Prompt:
Rewrite the items below with "concrete patio slab" swapped for "brick garden path", keeping everything else the same.
┌─ Entries provided
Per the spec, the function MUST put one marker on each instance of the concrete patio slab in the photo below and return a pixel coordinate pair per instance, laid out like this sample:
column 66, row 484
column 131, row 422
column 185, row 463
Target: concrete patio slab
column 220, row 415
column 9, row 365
└─
Response below:
Per the spec, the function MUST put one marker on each instance of the brick garden path in the photo below and return a pixel coordinate pair per instance, laid out like this sample:
column 66, row 484
column 131, row 422
column 185, row 463
Target: brick garden path
column 220, row 415
column 9, row 365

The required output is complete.